**Short problem:** Recast the rows starting with the line containing "mark the region of the traffic" and going on through the line containing "POLYGON ((280 178, 281" as a two-column CSV headed instruction and completion. Put each one's text in one quoted field and its answer in the other, with line breaks turned into spaces.

***** Exercise materials

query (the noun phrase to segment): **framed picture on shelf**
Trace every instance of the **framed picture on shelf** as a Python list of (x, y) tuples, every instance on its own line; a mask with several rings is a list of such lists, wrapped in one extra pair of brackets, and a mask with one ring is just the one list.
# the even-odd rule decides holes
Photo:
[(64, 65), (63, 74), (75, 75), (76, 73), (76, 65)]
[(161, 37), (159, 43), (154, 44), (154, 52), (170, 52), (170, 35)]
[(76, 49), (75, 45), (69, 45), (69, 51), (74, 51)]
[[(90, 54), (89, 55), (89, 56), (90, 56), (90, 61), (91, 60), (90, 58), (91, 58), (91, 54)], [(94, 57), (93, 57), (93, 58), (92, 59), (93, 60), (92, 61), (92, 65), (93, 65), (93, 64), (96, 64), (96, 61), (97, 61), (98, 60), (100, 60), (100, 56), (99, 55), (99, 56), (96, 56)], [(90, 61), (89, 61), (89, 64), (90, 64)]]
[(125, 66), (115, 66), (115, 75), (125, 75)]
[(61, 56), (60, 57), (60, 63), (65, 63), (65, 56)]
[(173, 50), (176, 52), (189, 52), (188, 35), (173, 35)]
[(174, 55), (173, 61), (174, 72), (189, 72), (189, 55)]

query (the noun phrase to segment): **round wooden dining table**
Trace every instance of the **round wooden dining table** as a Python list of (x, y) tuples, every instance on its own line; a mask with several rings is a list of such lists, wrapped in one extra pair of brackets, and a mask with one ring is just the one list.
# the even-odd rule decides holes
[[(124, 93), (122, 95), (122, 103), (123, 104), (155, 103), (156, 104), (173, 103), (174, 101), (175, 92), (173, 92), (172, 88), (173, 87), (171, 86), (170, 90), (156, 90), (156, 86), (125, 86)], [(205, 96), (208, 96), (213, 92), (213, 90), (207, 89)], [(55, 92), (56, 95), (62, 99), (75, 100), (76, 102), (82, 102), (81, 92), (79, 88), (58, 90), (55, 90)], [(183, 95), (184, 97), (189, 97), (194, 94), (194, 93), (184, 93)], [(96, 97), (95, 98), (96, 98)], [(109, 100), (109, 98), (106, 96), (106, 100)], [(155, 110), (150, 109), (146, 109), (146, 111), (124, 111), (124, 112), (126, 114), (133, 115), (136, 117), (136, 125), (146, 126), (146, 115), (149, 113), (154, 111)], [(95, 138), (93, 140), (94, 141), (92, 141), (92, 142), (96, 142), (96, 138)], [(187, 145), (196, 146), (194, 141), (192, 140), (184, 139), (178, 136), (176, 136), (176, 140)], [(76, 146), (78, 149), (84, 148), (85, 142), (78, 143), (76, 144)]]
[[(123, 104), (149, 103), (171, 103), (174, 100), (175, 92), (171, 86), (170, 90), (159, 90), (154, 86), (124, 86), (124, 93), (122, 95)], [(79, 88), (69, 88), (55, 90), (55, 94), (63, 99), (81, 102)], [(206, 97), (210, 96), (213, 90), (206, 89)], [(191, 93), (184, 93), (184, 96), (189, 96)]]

**********
***** Exercise materials

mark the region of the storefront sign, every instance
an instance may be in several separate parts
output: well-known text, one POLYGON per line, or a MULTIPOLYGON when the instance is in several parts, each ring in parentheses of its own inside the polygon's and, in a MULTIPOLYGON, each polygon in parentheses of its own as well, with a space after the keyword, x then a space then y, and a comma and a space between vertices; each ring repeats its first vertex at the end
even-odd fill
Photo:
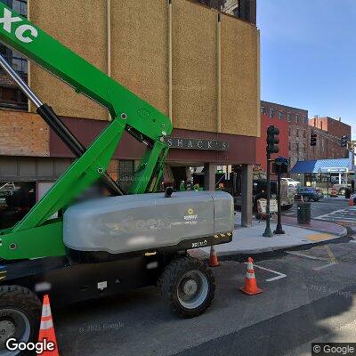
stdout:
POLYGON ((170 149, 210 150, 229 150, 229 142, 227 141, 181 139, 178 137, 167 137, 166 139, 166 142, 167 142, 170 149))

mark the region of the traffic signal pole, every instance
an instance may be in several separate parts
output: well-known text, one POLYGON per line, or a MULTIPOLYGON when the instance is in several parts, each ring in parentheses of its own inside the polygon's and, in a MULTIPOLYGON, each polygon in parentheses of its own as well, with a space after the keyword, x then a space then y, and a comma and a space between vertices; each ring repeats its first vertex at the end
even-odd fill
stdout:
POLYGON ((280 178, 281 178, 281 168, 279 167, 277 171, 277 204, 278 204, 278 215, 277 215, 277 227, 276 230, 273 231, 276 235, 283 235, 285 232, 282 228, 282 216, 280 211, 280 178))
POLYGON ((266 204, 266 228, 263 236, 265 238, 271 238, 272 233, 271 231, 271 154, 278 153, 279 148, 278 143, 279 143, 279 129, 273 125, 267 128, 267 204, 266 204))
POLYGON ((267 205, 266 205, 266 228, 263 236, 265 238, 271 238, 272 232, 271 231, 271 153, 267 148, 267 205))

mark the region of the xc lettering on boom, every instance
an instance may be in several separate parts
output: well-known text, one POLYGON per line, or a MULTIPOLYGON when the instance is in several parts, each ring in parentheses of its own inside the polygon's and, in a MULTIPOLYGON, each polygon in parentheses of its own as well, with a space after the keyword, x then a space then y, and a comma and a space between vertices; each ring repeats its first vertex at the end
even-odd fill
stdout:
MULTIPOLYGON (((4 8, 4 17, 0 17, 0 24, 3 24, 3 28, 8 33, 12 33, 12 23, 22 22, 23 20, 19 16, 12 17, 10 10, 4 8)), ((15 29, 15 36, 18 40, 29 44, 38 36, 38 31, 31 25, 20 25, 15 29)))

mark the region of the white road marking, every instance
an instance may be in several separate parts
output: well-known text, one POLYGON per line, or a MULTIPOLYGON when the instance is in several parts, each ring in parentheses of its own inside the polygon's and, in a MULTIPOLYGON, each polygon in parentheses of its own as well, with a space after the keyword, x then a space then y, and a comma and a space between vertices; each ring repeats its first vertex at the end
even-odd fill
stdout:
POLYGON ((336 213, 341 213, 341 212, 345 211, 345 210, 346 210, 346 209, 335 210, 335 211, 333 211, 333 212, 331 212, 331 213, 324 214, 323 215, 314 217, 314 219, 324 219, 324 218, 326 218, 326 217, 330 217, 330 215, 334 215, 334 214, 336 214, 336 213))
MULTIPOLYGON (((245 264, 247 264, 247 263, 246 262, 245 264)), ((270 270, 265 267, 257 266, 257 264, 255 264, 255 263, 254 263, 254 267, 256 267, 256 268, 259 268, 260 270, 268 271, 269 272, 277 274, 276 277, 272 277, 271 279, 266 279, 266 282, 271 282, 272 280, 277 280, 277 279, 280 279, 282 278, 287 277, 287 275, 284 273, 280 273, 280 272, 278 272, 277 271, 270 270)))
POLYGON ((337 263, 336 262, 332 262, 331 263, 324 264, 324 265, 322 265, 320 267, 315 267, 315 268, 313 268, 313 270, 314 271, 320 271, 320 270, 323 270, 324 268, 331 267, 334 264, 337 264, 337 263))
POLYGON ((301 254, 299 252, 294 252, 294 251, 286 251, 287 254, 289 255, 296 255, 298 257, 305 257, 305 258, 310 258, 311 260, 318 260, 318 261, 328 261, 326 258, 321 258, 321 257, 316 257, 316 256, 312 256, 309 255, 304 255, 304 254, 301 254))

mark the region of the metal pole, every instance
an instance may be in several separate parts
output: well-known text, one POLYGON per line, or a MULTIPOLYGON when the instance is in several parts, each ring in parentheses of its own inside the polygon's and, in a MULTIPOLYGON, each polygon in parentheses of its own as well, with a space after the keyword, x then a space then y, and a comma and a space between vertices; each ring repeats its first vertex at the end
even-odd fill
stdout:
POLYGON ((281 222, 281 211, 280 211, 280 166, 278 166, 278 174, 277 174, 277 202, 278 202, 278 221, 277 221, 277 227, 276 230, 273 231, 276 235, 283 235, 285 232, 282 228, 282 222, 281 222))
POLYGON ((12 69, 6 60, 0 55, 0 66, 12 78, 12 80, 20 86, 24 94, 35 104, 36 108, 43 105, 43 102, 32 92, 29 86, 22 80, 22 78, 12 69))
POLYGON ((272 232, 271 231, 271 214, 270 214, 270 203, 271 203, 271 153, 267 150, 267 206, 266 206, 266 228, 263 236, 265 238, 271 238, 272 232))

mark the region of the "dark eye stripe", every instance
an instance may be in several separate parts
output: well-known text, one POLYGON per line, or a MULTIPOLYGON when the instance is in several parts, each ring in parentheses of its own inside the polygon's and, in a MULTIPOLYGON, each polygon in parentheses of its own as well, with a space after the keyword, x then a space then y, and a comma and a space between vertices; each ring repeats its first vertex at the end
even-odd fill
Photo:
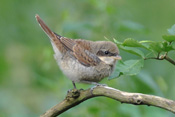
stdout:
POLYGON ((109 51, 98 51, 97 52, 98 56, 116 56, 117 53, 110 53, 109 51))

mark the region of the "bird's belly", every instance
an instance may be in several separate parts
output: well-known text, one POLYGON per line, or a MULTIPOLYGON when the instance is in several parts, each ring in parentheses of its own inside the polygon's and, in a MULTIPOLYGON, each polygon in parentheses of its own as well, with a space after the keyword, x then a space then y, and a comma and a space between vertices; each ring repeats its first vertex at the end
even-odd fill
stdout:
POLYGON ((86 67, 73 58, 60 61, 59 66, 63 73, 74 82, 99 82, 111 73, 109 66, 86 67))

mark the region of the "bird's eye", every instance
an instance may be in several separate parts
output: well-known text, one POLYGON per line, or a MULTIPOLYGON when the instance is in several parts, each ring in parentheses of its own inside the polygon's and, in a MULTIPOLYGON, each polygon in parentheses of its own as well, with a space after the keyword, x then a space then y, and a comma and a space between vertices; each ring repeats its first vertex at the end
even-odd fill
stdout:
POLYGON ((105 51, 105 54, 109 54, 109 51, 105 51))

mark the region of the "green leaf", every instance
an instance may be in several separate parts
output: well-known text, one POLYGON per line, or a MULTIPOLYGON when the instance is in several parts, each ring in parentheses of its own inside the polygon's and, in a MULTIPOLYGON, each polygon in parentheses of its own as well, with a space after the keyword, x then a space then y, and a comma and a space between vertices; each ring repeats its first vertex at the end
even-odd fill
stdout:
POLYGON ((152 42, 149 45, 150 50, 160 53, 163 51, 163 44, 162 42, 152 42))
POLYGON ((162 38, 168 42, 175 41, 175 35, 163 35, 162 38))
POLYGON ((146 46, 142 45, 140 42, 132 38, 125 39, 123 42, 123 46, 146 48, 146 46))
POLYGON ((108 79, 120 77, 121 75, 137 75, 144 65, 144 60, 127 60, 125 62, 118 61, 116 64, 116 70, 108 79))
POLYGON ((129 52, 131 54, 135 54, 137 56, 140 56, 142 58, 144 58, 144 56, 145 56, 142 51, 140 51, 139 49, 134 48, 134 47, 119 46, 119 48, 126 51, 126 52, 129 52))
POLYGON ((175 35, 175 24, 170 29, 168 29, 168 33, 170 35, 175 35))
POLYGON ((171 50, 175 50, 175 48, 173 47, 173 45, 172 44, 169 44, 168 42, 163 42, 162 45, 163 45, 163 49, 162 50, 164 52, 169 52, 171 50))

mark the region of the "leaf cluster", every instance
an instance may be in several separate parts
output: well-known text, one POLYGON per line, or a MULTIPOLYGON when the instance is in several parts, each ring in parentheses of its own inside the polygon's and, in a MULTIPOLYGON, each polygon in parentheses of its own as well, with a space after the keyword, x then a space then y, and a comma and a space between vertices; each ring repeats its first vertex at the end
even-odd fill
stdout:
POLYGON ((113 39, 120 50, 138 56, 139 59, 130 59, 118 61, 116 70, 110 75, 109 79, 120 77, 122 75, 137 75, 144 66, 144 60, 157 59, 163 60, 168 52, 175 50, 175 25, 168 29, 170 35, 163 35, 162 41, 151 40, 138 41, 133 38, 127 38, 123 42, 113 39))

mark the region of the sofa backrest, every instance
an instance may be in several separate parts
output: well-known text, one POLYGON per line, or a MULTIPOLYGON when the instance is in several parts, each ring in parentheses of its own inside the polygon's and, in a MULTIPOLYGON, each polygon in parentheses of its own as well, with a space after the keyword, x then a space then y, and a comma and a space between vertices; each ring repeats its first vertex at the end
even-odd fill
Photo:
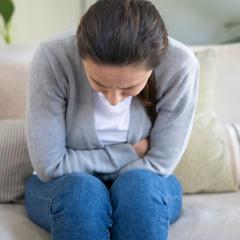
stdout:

**********
***** Exercise materials

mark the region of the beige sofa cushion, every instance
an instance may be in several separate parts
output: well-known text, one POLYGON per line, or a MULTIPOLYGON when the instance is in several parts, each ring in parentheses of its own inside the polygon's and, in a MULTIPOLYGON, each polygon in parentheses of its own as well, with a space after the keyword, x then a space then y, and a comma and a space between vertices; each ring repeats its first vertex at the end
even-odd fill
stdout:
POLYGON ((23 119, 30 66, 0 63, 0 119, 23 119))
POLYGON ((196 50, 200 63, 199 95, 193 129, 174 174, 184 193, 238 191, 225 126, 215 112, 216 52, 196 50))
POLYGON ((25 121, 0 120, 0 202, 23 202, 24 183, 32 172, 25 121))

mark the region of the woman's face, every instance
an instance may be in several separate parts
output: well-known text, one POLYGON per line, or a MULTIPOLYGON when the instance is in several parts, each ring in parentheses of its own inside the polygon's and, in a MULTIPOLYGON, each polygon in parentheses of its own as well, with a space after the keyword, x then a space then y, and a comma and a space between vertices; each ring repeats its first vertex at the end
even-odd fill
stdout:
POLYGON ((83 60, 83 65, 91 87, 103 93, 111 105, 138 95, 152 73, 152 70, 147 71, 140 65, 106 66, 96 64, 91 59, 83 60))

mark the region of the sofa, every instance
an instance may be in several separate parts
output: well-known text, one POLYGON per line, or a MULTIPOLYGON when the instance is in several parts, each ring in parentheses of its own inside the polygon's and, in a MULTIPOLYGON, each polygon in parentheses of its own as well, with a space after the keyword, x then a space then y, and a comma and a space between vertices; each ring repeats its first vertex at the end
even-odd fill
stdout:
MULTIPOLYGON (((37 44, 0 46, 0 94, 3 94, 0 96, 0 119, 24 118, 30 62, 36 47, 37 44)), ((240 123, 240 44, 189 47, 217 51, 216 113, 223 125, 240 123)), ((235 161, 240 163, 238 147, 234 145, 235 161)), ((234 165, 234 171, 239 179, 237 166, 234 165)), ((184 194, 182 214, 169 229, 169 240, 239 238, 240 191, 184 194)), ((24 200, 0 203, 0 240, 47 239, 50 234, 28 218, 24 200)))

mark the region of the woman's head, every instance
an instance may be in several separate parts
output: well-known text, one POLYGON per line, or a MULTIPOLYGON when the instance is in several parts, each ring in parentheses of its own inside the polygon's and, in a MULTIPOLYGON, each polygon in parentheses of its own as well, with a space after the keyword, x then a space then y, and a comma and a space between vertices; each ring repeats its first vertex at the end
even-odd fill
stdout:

**********

**The solution:**
instruction,completion
"mark the region of the traffic signal pole, every instance an instance may be in several separate parts output: well-known text, one POLYGON per line, or a MULTIPOLYGON when the instance is in several parts, each ring in parentheses of its own inside the polygon's and, in a MULTIPOLYGON, each polygon in parentheses of its own as well, with a space after the keyword, x then a space then y, and a comma and a space between vertices; each ring repeats its first vertex at the end even-odd fill stdout:","POLYGON ((280 178, 281 178, 281 168, 279 167, 277 171, 277 204, 278 204, 278 215, 277 215, 277 227, 276 230, 273 231, 276 235, 283 235, 285 232, 282 228, 282 216, 280 211, 280 178))"